• [EXERCISE PROMPT]
Identify all lines below that hold "Target" and collect them.

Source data

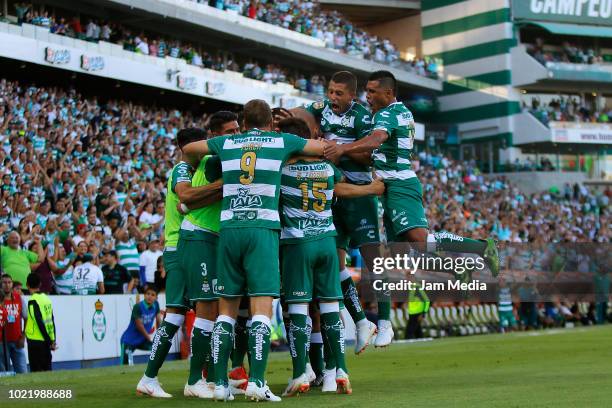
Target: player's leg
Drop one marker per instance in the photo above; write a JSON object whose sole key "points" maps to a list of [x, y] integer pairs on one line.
{"points": [[296, 272], [177, 303], [231, 281], [201, 268], [410, 225], [206, 314], [222, 341], [315, 352], [238, 376], [359, 218], [327, 291], [261, 263]]}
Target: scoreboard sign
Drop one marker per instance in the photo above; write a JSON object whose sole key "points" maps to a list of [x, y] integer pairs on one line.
{"points": [[592, 12], [55, 56]]}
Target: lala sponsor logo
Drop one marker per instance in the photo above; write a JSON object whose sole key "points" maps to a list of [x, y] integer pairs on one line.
{"points": [[245, 199]]}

• [RESPONSE TO THIS TASK]
Target: player's leg
Target: scoreboard sign
Target: lala sponsor logo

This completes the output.